----- Entradas proporcionadas -----

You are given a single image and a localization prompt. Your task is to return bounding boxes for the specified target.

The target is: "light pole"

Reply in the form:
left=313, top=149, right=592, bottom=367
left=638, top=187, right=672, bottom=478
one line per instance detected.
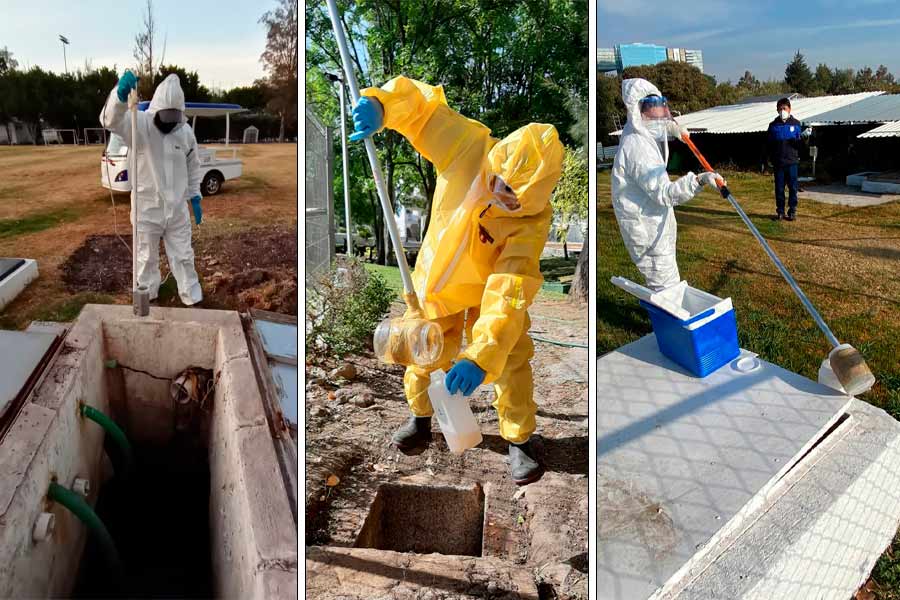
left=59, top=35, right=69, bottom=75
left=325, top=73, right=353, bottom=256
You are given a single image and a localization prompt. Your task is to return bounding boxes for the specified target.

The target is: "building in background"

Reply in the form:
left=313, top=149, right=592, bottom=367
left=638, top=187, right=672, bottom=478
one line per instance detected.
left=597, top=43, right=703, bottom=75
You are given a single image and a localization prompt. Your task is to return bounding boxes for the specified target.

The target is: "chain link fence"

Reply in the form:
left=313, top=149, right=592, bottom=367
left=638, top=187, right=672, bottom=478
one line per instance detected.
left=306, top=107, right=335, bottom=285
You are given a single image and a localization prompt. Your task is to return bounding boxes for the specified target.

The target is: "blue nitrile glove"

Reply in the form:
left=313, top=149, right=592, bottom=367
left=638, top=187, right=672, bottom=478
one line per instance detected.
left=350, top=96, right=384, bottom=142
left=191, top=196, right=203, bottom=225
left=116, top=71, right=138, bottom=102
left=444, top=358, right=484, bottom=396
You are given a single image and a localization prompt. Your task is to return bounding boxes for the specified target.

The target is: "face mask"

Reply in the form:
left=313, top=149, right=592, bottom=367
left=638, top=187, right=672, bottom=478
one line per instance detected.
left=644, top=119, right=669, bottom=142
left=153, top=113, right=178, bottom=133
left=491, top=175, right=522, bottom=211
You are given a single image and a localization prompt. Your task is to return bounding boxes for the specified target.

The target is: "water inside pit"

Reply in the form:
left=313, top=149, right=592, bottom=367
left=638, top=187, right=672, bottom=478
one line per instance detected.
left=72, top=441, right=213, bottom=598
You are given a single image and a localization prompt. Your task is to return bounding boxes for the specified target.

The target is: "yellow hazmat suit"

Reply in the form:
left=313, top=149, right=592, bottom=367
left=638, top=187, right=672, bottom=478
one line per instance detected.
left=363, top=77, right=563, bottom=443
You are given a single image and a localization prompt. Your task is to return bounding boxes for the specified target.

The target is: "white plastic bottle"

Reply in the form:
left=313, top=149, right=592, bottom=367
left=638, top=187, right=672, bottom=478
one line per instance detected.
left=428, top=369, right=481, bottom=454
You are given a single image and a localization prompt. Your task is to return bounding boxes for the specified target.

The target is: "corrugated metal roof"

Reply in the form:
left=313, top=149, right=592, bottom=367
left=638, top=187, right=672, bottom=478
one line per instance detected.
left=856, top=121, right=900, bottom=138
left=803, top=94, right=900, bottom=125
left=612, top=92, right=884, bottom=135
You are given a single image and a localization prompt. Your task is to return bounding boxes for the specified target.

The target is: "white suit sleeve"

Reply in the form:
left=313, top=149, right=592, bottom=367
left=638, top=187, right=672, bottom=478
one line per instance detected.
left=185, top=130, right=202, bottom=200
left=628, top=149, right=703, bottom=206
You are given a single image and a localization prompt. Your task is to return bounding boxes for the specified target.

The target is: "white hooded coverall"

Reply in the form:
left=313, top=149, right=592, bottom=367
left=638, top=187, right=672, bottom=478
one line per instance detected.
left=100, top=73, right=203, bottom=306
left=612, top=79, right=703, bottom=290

-----

Tarea pendiente →
¿Qué líneas de las entradas anteriores contienen la palabra "white"? Fíltralas y cópialas completas.

Resultado del ejercicio →
The target is: "white plastic bottle"
The target is: "white suit sleeve"
The target is: "white hooded coverall"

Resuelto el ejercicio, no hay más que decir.